══ TEXT EXCERPT ══

Published

7/12/09
  • Hello from the garbage girl

    I am, without a doubt, a garbage enthusiast.  You can learn an a lot about people by the things they throw away.

    Garbage is also a permanent record of the wastefulness of our society. The Pacific Garbage Patch is the prime example of this. It's a symptom of a broken system--we create things that we'll use for minutes (like plastic straws or paper cups) and then we throw them away.

    When I first read about the Garbage Patch in The Week I was completely astounded. First, that the topic gained so little press--the "article" I read was about three sentences long. And second, that this floating garbage soup was twice the size of Texas.

    We now know that the garbage patch is over twice the size of Texas and that that oft repeated quote simply refers to the area that the Algalita Marine Research Foundation has studied. The entire Pacific Ocean is bigger than North America and so the garbage patch may be even bigger than we'd imagined.

    After I read about this toxic plastic soup, I started following the story. I read everything I could get my hands on. I wrote about it while I was a reporter in Argentina and told everyone I knew about floating "landfill."

    When I drove up to Stanford last year I stopped off at Algalita's research foundation in Long Beach to meet the staff and learn everything I could about the their latest research. Captain Moore now says that in some parts of the Pacific trash out weighs plankton 46 to 1 (by weigh).

    My trip to the garbage patch is intended to shed light on how the garbage is affecting humans. Most articles have focused on how it's affecting animals--an important issue--but they haven't focused on how this is ultimately affecting us. What happens when you eat a fish that had a belly full of plastic? 

    There has also been a lot of debate about whether I'm qualified to do this report and there have been questions about why I have to pay so much to cover the story. I do feel I'm qualified to take on this project, otherwise I wouldn't be doing it. And the money goes to pay for my portion of the trip--food, medical supplies, etc. No one else is directly benefitting from the money I raise.

    I hope over the next few months, as I continue to blog, you'll see that this story is not just a chance to sail out into the middle of the Pacific--it's something I'm passionate about. Writing about garbage has become my focus and this summer brings one of the best opportunities to shed light on tone of the biggest environmental disasters of our time.

═══
══ GIVEN INFORMATION ══

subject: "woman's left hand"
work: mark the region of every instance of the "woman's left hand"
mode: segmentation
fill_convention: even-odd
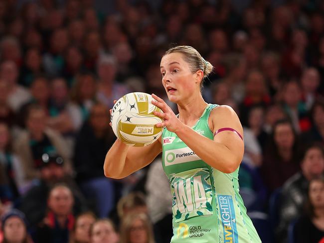
[[[162,99],[154,94],[152,94],[152,97],[156,100],[156,101],[152,101],[152,104],[163,111],[163,113],[154,112],[155,115],[164,120],[162,122],[157,124],[157,127],[161,127],[165,126],[168,130],[176,132],[182,124],[182,122],[178,119],[170,107]]]

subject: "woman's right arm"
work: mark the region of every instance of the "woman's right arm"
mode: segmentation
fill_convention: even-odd
[[[161,137],[144,147],[133,147],[117,139],[107,153],[104,171],[107,177],[120,179],[146,166],[162,151]]]

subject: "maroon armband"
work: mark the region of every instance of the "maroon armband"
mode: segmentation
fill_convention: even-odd
[[[242,137],[242,136],[240,133],[239,133],[235,129],[233,129],[231,127],[223,127],[222,128],[218,129],[218,130],[216,130],[216,131],[214,133],[214,136],[217,134],[219,132],[220,132],[221,131],[233,131],[233,132],[236,133],[238,136],[239,136],[242,140],[243,140],[243,137]]]

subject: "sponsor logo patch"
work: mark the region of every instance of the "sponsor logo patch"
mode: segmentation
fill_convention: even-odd
[[[175,137],[165,137],[163,138],[163,145],[168,144],[169,143],[172,143],[174,140],[175,139]]]
[[[165,166],[167,166],[186,162],[199,160],[200,158],[189,147],[186,147],[165,151],[164,159]]]

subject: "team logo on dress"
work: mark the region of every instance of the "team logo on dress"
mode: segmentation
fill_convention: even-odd
[[[180,223],[178,229],[176,230],[177,237],[178,238],[185,238],[186,237],[187,237],[188,229],[188,226],[187,225],[184,223]]]
[[[163,145],[172,143],[175,137],[165,137],[163,138]]]

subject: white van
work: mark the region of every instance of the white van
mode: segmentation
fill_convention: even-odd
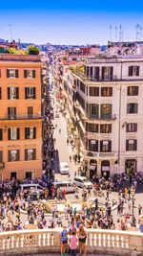
[[[20,190],[26,191],[26,192],[31,192],[31,189],[33,189],[33,196],[37,196],[37,193],[40,192],[42,194],[43,187],[39,184],[20,184]]]

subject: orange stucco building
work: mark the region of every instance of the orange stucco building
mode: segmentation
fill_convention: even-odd
[[[0,179],[42,176],[41,60],[0,54]]]

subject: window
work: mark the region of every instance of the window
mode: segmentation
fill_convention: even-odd
[[[100,125],[100,133],[111,133],[111,132],[112,132],[112,125],[111,124]]]
[[[2,162],[3,162],[3,151],[0,151],[0,163],[2,163]]]
[[[83,93],[85,93],[85,84],[82,81],[80,81],[80,89]]]
[[[35,70],[34,69],[25,69],[24,70],[25,79],[35,79]]]
[[[129,123],[126,126],[126,132],[136,132],[137,131],[137,124],[136,123]]]
[[[36,128],[25,128],[25,139],[35,139]]]
[[[19,88],[8,87],[8,100],[18,100],[18,99],[19,99]]]
[[[35,149],[25,150],[25,160],[35,160],[35,159],[36,159]]]
[[[0,128],[0,140],[3,140],[3,129]]]
[[[113,67],[102,67],[102,80],[112,80]]]
[[[101,88],[101,96],[112,96],[112,87],[102,87]]]
[[[128,86],[127,95],[128,96],[136,96],[136,95],[138,95],[138,86]]]
[[[137,104],[128,104],[127,105],[127,114],[137,114],[138,105]]]
[[[87,115],[90,118],[98,118],[98,105],[97,104],[86,104]]]
[[[32,118],[33,116],[33,107],[28,106],[28,118]]]
[[[139,76],[139,66],[130,66],[128,76],[129,77]]]
[[[19,161],[19,150],[8,151],[8,162]]]
[[[98,132],[98,125],[86,123],[86,131]]]
[[[16,107],[8,107],[8,119],[16,119]]]
[[[90,87],[90,96],[99,96],[99,87]]]
[[[126,140],[126,151],[137,151],[137,140]]]
[[[101,117],[112,117],[112,105],[103,104],[101,105]]]
[[[25,99],[35,99],[35,87],[26,87],[25,88]]]
[[[111,152],[112,151],[112,141],[111,140],[100,141],[100,151]]]
[[[87,150],[90,151],[98,151],[98,141],[87,140]]]
[[[20,128],[8,128],[8,140],[19,140],[20,139]]]
[[[18,69],[7,69],[7,78],[18,78]]]

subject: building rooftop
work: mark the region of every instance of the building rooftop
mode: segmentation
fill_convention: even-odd
[[[0,54],[0,60],[40,62],[41,61],[41,57],[40,56],[37,56],[37,55],[10,55],[10,54]]]

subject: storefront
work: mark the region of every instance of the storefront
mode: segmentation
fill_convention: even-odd
[[[101,162],[101,175],[108,179],[110,177],[110,161],[103,160]]]
[[[125,173],[130,175],[136,172],[136,160],[127,159],[125,161]]]
[[[90,179],[97,175],[97,161],[94,159],[90,160]]]

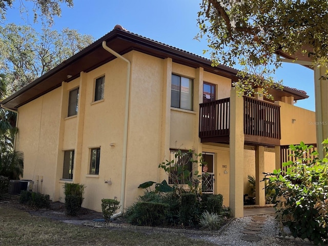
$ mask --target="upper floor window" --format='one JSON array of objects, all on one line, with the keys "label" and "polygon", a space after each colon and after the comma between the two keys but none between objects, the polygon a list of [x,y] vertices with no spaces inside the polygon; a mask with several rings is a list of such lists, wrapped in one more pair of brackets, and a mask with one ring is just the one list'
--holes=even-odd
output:
[{"label": "upper floor window", "polygon": [[68,116],[77,114],[77,103],[78,102],[78,88],[70,91],[68,99]]},{"label": "upper floor window", "polygon": [[74,150],[64,151],[63,178],[73,179],[73,168],[74,167]]},{"label": "upper floor window", "polygon": [[204,82],[203,84],[203,102],[215,100],[215,85]]},{"label": "upper floor window", "polygon": [[100,160],[100,148],[91,149],[90,174],[99,174],[99,165]]},{"label": "upper floor window", "polygon": [[172,74],[171,107],[193,110],[193,80]]},{"label": "upper floor window", "polygon": [[96,79],[94,92],[94,101],[104,99],[105,90],[105,76]]}]

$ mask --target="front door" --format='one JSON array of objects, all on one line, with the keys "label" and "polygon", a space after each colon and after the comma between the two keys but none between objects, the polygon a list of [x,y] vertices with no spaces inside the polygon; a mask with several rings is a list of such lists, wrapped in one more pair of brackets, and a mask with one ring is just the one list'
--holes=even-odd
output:
[{"label": "front door", "polygon": [[202,153],[203,160],[207,166],[203,166],[201,173],[202,192],[213,194],[214,191],[214,153]]}]

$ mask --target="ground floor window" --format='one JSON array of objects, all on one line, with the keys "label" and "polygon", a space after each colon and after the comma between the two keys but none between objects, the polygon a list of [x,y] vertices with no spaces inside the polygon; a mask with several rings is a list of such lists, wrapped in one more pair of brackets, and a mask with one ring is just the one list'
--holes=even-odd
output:
[{"label": "ground floor window", "polygon": [[74,150],[66,150],[64,154],[64,167],[63,178],[73,179],[73,168],[74,167]]},{"label": "ground floor window", "polygon": [[91,149],[90,174],[99,174],[99,165],[100,159],[100,148]]},{"label": "ground floor window", "polygon": [[188,151],[170,150],[171,172],[169,174],[169,183],[183,184],[192,176],[192,153]]}]

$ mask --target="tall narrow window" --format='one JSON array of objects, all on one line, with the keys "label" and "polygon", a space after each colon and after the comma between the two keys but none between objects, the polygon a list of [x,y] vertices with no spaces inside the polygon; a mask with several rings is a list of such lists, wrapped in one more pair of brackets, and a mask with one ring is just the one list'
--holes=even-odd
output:
[{"label": "tall narrow window", "polygon": [[91,149],[90,174],[99,174],[99,165],[100,159],[100,148]]},{"label": "tall narrow window", "polygon": [[64,151],[63,178],[73,179],[73,168],[74,167],[74,150]]},{"label": "tall narrow window", "polygon": [[203,102],[215,100],[215,85],[204,82],[203,84]]},{"label": "tall narrow window", "polygon": [[68,116],[77,114],[77,103],[78,102],[78,88],[74,89],[70,91],[68,99]]},{"label": "tall narrow window", "polygon": [[193,110],[193,80],[172,74],[171,86],[171,106]]},{"label": "tall narrow window", "polygon": [[105,76],[96,79],[94,92],[94,101],[104,99],[104,91],[105,90]]}]

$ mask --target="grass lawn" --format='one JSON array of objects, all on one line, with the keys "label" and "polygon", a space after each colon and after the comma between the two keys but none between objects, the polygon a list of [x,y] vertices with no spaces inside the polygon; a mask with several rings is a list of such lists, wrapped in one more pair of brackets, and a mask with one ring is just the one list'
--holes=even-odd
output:
[{"label": "grass lawn", "polygon": [[0,245],[213,245],[183,235],[93,228],[32,216],[0,204]]}]

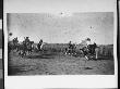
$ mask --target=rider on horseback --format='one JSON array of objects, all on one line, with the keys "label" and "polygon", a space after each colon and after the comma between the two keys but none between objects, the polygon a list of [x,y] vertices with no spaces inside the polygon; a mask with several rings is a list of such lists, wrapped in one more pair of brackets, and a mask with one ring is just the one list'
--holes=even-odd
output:
[{"label": "rider on horseback", "polygon": [[39,51],[41,51],[41,44],[43,44],[43,39],[40,39],[38,44],[37,44],[37,48],[38,48]]},{"label": "rider on horseback", "polygon": [[71,41],[69,41],[69,49],[71,49],[72,48],[72,42]]},{"label": "rider on horseback", "polygon": [[26,44],[28,44],[28,43],[31,42],[29,37],[26,37],[25,40],[24,40],[24,42],[25,42]]}]

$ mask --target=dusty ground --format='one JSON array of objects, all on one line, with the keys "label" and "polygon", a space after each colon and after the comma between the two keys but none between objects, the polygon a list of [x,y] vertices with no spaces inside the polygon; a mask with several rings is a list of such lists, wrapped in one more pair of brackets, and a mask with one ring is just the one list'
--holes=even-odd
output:
[{"label": "dusty ground", "polygon": [[86,61],[62,53],[33,53],[24,58],[11,53],[9,75],[112,75],[113,59]]}]

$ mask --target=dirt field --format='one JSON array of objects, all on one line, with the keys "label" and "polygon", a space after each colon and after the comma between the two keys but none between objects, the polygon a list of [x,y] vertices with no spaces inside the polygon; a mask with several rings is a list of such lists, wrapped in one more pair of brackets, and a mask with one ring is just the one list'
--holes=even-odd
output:
[{"label": "dirt field", "polygon": [[112,75],[113,59],[99,58],[86,61],[82,56],[63,53],[39,52],[20,56],[11,52],[9,56],[9,75]]}]

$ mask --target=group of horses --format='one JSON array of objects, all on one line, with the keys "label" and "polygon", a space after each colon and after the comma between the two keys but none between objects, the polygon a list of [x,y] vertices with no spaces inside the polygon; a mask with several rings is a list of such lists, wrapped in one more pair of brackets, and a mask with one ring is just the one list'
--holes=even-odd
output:
[{"label": "group of horses", "polygon": [[[8,52],[10,53],[12,50],[16,50],[16,52],[23,56],[26,55],[26,53],[32,54],[35,50],[43,51],[43,39],[40,39],[36,46],[34,44],[34,41],[31,41],[27,37],[22,42],[20,42],[17,38],[14,38],[8,43]],[[69,43],[64,50],[64,54],[76,55],[77,50],[85,56],[86,60],[93,59],[93,55],[95,55],[95,59],[98,58],[98,47],[95,42],[82,48],[79,48],[75,43]]]}]

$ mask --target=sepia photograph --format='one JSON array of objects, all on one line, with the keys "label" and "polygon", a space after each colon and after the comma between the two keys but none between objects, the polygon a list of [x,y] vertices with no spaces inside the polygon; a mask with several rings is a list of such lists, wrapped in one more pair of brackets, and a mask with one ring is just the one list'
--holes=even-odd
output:
[{"label": "sepia photograph", "polygon": [[8,75],[113,75],[113,12],[7,13]]}]

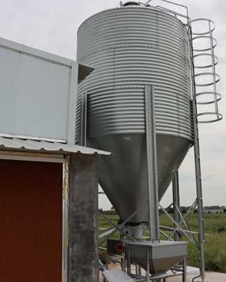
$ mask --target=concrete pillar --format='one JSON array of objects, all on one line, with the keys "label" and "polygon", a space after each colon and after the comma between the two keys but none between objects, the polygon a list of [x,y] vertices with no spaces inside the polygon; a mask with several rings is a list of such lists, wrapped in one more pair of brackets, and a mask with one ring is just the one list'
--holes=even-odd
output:
[{"label": "concrete pillar", "polygon": [[70,162],[69,282],[97,282],[98,179],[97,156]]}]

═══

* [ACTIVITY]:
According to the blog post about the Pacific Garbage Patch, why might the patch be even bigger than people had imagined?

* [ANSWER BELOW]:
The often-repeated "twice the size of Texas" figure describes only the area the Algalita Marine Research Foundation has studied. The entire Pacific Ocean is bigger than North America, so the patch may extend well beyond that studied area.